REQUIRED TASK:
Arrange the lines from the one containing "Query: person wearing cap" through the end of the records as a Markdown table with the columns Row and Line, numbering each row and leaving out blank lines.

DATA PROVIDED:
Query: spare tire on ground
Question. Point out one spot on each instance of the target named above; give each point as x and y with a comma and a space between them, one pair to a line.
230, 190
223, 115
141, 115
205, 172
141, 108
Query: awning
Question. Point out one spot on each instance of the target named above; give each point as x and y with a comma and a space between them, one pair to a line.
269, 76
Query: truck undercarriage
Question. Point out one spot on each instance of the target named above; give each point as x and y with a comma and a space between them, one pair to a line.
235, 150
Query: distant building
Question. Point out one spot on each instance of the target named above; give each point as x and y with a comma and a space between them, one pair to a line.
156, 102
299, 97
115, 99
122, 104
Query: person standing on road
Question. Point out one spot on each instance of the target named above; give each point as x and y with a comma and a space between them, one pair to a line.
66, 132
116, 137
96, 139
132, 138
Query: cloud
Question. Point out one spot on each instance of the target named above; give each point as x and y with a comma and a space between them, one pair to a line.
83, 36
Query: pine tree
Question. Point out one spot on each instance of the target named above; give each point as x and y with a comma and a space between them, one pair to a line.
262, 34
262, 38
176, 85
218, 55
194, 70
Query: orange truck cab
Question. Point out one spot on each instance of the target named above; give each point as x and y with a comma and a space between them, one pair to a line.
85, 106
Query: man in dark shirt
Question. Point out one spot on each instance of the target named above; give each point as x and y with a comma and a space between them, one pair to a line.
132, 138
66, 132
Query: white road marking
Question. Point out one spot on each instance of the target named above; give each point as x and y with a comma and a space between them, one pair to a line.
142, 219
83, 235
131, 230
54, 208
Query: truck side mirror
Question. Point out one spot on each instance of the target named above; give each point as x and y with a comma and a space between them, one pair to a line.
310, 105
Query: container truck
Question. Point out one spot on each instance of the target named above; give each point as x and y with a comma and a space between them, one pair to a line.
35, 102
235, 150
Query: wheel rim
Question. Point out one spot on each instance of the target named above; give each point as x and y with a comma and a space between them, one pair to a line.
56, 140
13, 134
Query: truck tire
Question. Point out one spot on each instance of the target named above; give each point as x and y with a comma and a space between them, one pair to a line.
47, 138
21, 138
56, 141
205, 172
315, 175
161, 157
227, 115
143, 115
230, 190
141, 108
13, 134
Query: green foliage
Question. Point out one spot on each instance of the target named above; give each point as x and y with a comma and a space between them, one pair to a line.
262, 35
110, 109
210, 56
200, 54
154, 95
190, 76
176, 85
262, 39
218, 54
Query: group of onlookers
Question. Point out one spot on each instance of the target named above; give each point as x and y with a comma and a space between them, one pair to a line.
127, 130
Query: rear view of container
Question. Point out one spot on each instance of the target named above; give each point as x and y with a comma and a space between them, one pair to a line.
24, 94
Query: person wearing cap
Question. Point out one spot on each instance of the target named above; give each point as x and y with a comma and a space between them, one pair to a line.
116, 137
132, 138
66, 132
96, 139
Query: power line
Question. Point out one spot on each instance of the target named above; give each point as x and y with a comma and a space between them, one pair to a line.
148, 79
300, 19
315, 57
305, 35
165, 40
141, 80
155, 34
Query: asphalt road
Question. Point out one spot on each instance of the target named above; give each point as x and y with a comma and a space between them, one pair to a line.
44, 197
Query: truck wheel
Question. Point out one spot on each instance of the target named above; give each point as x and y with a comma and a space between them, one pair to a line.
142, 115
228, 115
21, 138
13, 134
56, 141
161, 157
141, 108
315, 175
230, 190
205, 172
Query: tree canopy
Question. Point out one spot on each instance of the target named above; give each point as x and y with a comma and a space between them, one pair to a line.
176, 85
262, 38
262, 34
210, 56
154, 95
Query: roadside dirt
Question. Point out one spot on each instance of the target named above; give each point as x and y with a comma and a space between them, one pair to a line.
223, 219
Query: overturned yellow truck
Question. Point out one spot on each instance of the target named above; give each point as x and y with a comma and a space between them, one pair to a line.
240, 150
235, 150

PROBLEM SOLUTION:
| Row | Line |
|---|---|
| 1 | Query: person wearing cap |
| 2 | Question. Point out one spot on each instance of the target named above; give each point as x and y with a comma and a space between them, one pair to a line. |
| 3 | 116, 137 |
| 4 | 132, 138 |
| 5 | 66, 132 |
| 6 | 96, 139 |
| 7 | Query: power line |
| 8 | Question. Point out one spot on each instance of the target named above; give each point as x and y with a comma and a space between them, one pair to a line. |
| 9 | 148, 79 |
| 10 | 300, 19 |
| 11 | 315, 57 |
| 12 | 305, 35 |
| 13 | 165, 40 |
| 14 | 141, 80 |
| 15 | 155, 34 |
| 16 | Query: asphalt road |
| 17 | Question. Point out one spot on each instance of the target named above; give each point as x and y with a comma and a space between them, one pair to a line. |
| 18 | 44, 197 |
| 19 | Query: truck wheel |
| 20 | Question. Point out one spot on each instance of the target named above; give each point as x and y with a comma and a space between them, one pair to a line. |
| 21 | 142, 115 |
| 22 | 228, 115 |
| 23 | 21, 138 |
| 24 | 13, 134 |
| 25 | 56, 141 |
| 26 | 161, 157 |
| 27 | 141, 108 |
| 28 | 315, 175 |
| 29 | 230, 190 |
| 30 | 205, 172 |
| 31 | Query: tree canopy |
| 32 | Question. Point out one spot on each instance of the target named above; give each point as x and y with a comma and a space between them, one pair to a line. |
| 33 | 176, 85 |
| 34 | 262, 38 |
| 35 | 262, 34 |
| 36 | 210, 56 |
| 37 | 154, 95 |
| 38 | Query: roadside dirt |
| 39 | Question. Point out one spot on each instance of the target named above; give each point as x and y with a comma and a space between them, one pair to a line. |
| 40 | 223, 219 |
| 41 | Query: overturned yellow truck |
| 42 | Question. Point out one spot on each instance of the target named above; give each point as x and y with a comma and a space between them, one pair to a line. |
| 43 | 240, 150 |
| 44 | 235, 150 |